Text section:
RobertM comments on RobertM’s Shortform

RobertM Jan 2, 2025, 3:40 AM
8 points
0
I’d like to internally allocate social credit to people who publicly updated after the recent Redwood/Anthropic result, after previously believing that scheming behavior was very unlikely in the default course of events (or a similar belief that was decisively refuted by those empirical results).

Does anyone have links to such public updates?

(Edit log: replaced “scheming” with “scheming behavior”.)
- ryan_greenblatt Jan 2, 2025, 4:11 AM
  12 points
  3
  Parent
  FWIW, I don’t think “scheming was very unlikely in the default course of events” is “decisively refuted” by our results. (Maybe depends a bit on how we operationalize scheming and “the default course of events”, but for a relatively normal operationalization.)
  
  It’s somewhat sensitive to the exact objection the person came in with.
  
  My guess is that most reasonable perspectives should update toward thinking scheming has at least a tiny of chance of occuring (>2%), but I wouldn’t say a view of <<2% was decisively refuted.
  - RobertM Jan 2, 2025, 6:20 AM
    2 points
    0
    Parent
    FWIW, I don’t think “scheming was very unlikely in the default course of events” is “decisively refuted” by our results. (Maybe depends a bit on how we operationalize scheming and “the default course of events”, but for a relatively normal operationalization.)
    Thank you for the nudge on operationalization; my initial wording was annoyingly sloppy, especially given that I myself have a more cognitivist slant on what I would find concerning re: “scheming”. I’ve replaced “scheming” with “scheming behavior”.
    It’s somewhat sensitive to the exact objection the person came in with.
    I agree with this. That said, as per above, I think the strongest objections I can generate to “scheming was very unlikely in the default course of events” being refuted are of the following shape: if we had the tools to examine Claud’s internal cognition and figure out what “caused” the scheming behavior, it would be something non-central like “priming”, “role-playing” (in a way that wouldn’t generalize to “real” scenarios), etc. Do you have other objections in mind?

Record extracts:
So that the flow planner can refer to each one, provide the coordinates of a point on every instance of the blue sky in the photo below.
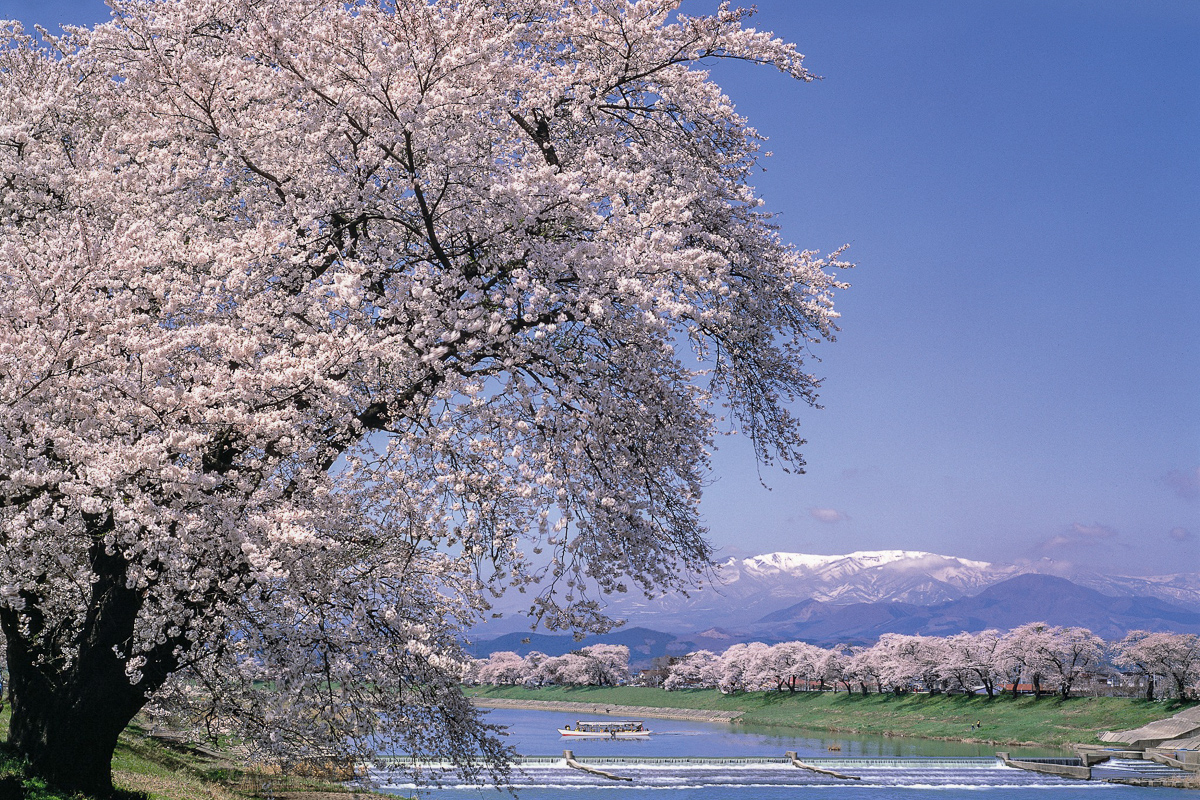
(1018, 374)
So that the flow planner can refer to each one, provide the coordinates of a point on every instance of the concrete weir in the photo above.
(1061, 767)
(796, 762)
(569, 757)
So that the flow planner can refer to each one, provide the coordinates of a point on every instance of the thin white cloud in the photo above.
(828, 515)
(1186, 482)
(1080, 535)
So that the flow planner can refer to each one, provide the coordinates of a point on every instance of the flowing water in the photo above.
(697, 761)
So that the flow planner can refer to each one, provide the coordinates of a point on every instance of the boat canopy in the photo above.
(609, 725)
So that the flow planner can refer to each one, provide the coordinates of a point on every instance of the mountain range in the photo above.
(857, 596)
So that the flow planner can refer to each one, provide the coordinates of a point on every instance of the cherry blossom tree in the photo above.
(1175, 657)
(1132, 653)
(699, 669)
(1068, 653)
(502, 668)
(1024, 654)
(789, 662)
(975, 659)
(318, 318)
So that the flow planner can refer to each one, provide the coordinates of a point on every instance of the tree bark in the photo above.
(71, 696)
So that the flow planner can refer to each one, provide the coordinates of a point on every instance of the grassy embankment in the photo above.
(147, 768)
(1048, 721)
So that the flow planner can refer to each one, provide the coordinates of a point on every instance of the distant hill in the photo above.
(744, 590)
(1006, 605)
(1021, 599)
(857, 596)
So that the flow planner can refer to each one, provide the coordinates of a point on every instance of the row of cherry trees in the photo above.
(598, 665)
(1044, 657)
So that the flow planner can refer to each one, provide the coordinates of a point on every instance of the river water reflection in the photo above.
(889, 768)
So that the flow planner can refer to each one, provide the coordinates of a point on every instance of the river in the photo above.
(735, 762)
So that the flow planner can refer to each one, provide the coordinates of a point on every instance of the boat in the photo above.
(606, 729)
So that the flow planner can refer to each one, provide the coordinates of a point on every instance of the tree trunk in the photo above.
(67, 732)
(71, 697)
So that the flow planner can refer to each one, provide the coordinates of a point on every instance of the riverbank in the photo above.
(148, 767)
(1049, 721)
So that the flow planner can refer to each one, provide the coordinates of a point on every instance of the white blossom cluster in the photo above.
(318, 319)
(1039, 656)
(597, 665)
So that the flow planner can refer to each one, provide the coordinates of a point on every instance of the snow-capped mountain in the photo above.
(743, 590)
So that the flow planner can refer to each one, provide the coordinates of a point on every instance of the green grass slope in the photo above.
(147, 768)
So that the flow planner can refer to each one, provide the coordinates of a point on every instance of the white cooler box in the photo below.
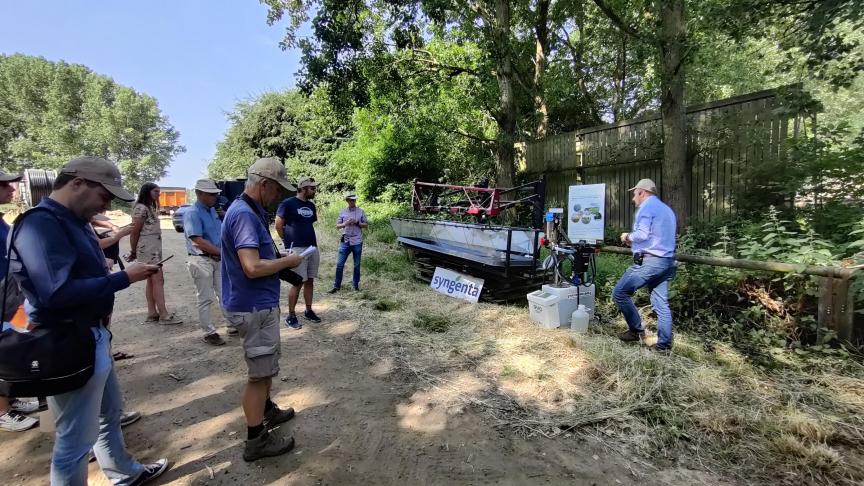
(543, 309)
(568, 299)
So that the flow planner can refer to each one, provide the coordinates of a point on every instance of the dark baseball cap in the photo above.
(100, 171)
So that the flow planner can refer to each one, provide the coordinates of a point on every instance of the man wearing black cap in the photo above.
(203, 231)
(250, 299)
(61, 270)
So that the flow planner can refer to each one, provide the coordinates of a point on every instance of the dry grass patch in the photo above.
(705, 407)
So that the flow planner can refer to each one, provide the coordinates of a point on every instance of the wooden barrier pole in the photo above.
(816, 270)
(836, 300)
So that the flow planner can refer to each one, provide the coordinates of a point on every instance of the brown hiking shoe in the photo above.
(629, 336)
(655, 349)
(215, 339)
(267, 445)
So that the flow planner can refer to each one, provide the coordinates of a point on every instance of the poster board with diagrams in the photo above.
(586, 213)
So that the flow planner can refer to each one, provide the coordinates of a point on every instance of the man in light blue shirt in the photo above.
(203, 231)
(653, 244)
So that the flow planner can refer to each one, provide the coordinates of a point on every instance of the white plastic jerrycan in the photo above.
(579, 319)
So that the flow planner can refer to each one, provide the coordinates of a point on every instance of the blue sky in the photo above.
(196, 57)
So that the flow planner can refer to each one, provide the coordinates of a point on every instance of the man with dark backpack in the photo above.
(13, 416)
(56, 259)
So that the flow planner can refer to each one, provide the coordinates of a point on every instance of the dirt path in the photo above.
(357, 422)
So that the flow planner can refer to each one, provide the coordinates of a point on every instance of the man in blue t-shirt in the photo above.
(294, 220)
(250, 299)
(203, 231)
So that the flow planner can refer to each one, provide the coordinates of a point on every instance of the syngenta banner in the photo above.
(456, 285)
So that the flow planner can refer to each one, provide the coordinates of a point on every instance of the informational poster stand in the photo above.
(586, 213)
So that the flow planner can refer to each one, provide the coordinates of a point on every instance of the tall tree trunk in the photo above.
(676, 169)
(506, 117)
(541, 31)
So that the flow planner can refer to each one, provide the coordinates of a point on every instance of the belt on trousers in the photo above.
(638, 257)
(207, 255)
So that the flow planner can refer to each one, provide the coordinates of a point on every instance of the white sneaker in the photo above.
(25, 405)
(13, 421)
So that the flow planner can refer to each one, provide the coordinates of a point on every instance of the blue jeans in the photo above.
(89, 417)
(655, 274)
(344, 250)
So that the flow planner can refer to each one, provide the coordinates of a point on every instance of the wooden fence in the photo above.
(724, 138)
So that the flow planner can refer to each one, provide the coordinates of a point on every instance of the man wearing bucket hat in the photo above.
(250, 299)
(203, 231)
(653, 244)
(350, 223)
(61, 270)
(294, 223)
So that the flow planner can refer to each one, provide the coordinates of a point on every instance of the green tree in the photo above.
(53, 111)
(300, 131)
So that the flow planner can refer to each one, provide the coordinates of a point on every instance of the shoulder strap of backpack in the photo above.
(16, 226)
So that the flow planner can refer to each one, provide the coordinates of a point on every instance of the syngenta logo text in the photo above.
(455, 286)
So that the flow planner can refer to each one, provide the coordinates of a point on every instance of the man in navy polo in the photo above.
(61, 270)
(250, 299)
(203, 231)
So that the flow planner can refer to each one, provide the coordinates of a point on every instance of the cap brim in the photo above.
(286, 185)
(119, 192)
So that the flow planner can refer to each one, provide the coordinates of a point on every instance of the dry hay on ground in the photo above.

Task list:
a - In the forum thread about the Redwood/Anthropic result, why did RobertM replace the word "scheming" with "scheming behavior"? Answer in one to three sentences.
b - In the forum thread about the Redwood/Anthropic result, what minimum chance of scheming does ryan_greenblatt think most reasonable perspectives should now allow for?
c - Continue the forum thread about the Redwood/Anthropic result from the point where it stops.
The records are separate material and have nothing to do with the forum thread.

Answers for each item:
a - Ryan Greenblatt's reply nudged him about how scheming should be operationalized. RobertM judged his first wording sloppy, especially because his own view of what would be concerning about "scheming" is more cognitivist.

b - At least a tiny chance, greater than 2%.

c -
    - ryan_greenblatt Jan 2, 2025, 4:18 PM
      2 points
      0
      Parent
      
      Do you have other objections in mind?
      
      Someone could have objections to validity or the assumptions of our paper. On validity, something like priming could be relevant. On the assumptions, they could e.g. think scheming is very unlikely due to thinking that future AIs will be intentionally trained to be highly myopic and corrigible while also thinking that other possible sources of goal conflict are very unlikely. (I’d disagree with this view, but I don’t think this view is totally crazy and it isn’t refuted by our paper.)
      
      I think our work doesn’t very clearly refute this post, though I also just think the post is missing multiple important considerations and is overall pretty wrong and confused in its arguments.
- ryan_greenblatt Jan 2, 2025, 4:07 AM
  5 points
  0
  Parent
  Quoting Zvi’s post:
  
  Julian Michael, who helped edit and review the paper, notes that he was previously skeptical about deceptive alignment, which means he is exactly who should be updating most on this paper, and he updates in the right way.
  
  I don’t know of any other clear cut cases.
  
  The reviews might also be interesting to look at. I’m not sure if Jacob Andreas and Jasjeet Sekhon have publicly stated prior views on the topic. Yoshua Bengio and Rohin Shah were broadly sympathetic to scheming concerns or similar before.